* [CONSEGNA 1] Trascrivi fedelmente il passo del testo sulle prove confidenziali compreso tra "di Maria Giulia" e "parte dei giudici.".
* [CONSEGNA 2]
Rispondi in breve, in base al testo sulle prove confidenziali:
(a) Quale articolo della proposta di revisione introduce il regime speciale per i documenti sensibili?
(b) A quale istituzione è stata presentata la proposta di revisione del regolamento di procedura?
(c) Su quali articoli dei trattati si fondano le misure restrittive adottate a livello europeo?
* [CONSEGNA 3] Prosegui il testo sulle prove confidenziali a partire dalla sua ultima frase.

* [ESTRATTO DELLA FONTE]
┏━━

Magistratura democratica
Europa

Prove "confidenziali" quando è in gioco la sicurezza dell'Unione

di Maria Giulia Rancan
Phd Candidate - Scuola Superiore Sant'Anna
Note critiche all'art. 105 della proposta di revisione del regolamento di procedura del Tribunale dell'Unione Europea
Prove "confidenziali" quando è in gioco la sicurezza dell'Unione

Nella proposta di revisione del regolamento di procedura del Tribunale dell’Unione Europea presentata al Consiglio europeo è contenuto un articolo particolarmente innovativo, dedicato al trattamento delle informazioni e dei documenti inerenti alla sicurezza dell’Unione o di uno dei suoi Stati membri o alle loro relazioni internazionali.

L’art. 105 introduce un regime speciale sia per la produzione in giudizio di documenti contenenti informazioni particolarmente sensibili, legate a ragioni di sicurezza dell’Unione Europea o di un suo stato membro, sia per il trattamento di tale materiale da parte dei giudici.

La decisione di affrontare dal punto di vista processuale la problematica del trattamento delle cosiddette “highly sensitive information” e di voler dedicarle un capitolo a sé stante nel nuovo regolamento di procedura nasce da un’esigenza pratica della Corte Europea. Negli ultimi anni dato il consistente aumento di misure restrittive adottate a livello europeo nei confronti di Paesi terzi o singole persone fisiche e giuridiche sulla base degli artt. 29 TEU e 215 TFEU, si è avuto conseguentemente anche una crescita del contenzioso inerente la legittimità di tali atti. Proprio nella trattazione di tali casi i giudici europei si sono trovati a dover analizzare e consultare documenti di natura confidenziale legati ad interessi di sicurezza nazionale e dell’intera Unione Europea, quali elementi probatori, facendo emergere la necessità per la Corte di dotarsi di adeguati accorgimenti processuali per il trattamento di tale materiale.

┗━━

* [DATI REGISTRATI]
┏━━

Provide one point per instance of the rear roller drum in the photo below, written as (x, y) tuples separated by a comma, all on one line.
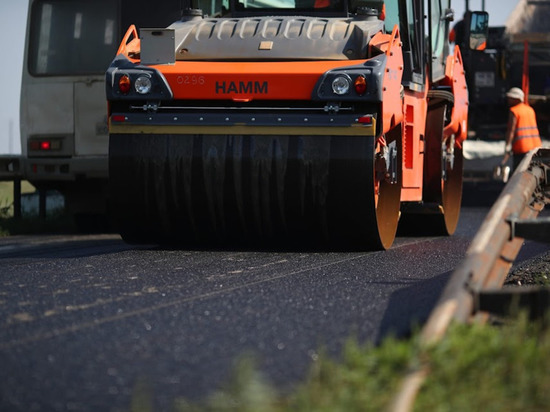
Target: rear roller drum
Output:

┗━━

* [RISPOSTA CORRETTA 1]
di Maria Giulia Rancan
Phd Candidate - Scuola Superiore Sant'Anna
Note critiche all'art. 105 della proposta di revisione del regolamento di procedura del Tribunale dell'Unione Europea
Prove "confidenziali" quando è in gioco la sicurezza dell'Unione

Nella proposta di revisione del regolamento di procedura del Tribunale dell’Unione Europea presentata al Consiglio europeo è contenuto un articolo particolarmente innovativo, dedicato al trattamento delle informazioni e dei documenti inerenti alla sicurezza dell’Unione o di uno dei suoi Stati membri o alle loro relazioni internazionali.

L’art. 105 introduce un regime speciale sia per la produzione in giudizio di documenti contenenti informazioni particolarmente sensibili, legate a ragioni di sicurezza dell’Unione Europea o di un suo stato membro, sia per il trattamento di tale materiale da parte dei giudici.

* [RISPOSTA CORRETTA 2]
(a) L'art. 105.
(b) Al Consiglio europeo.
(c) Sugli artt. 29 TEU e 215 TFEU.

* [RISPOSTA CORRETTA 3]
Si deve fin d’ora sottolineare che il regime speciale scelto per il materiale trattamento del probatorio segreto si connota di un significato particolare, dal momento che esso riflette il bilanciamento che si è inteso operare tra il principio fondamentale della giustizia procedurale/ diritto al contradditorio e quello della tutela della sicurezza nazionale.

Il tema del difficile contemperamento di tali principi è stato oggetto di due famosi casi della Corte di Giustizia europea (Kadi e al Barakaat International Foundation v. Council and Commission del 2008, Commission and Others v. Kadi del 2013 e ZZ v. Secretary of State for Home department del 2011), che hanno di fatto ispirato l’adozione del regime speciale di cui all’art. 105 del Regolamento del Tribunale UE.

In entrambi i casi la Corte ha infatti fatto emergere come il processo decisionale di tipo amministrativo di adozione di atti, quali le sanzioni nei confronti degli individui, sia carente sotto il profilo della tutela procedurale dei destinatari delle sanzioni. Si ritiene infatti che manchi un adeguato meccanismo che permetta alla persona coinvolta di essere in primo luogo informata dei motivi d’accusa posti a suo carico e, di conseguenza, di poter far valere le proprie ragioni al riguardo: condizione essenziale per un confronto proficuo tra le istituzioni e la persona.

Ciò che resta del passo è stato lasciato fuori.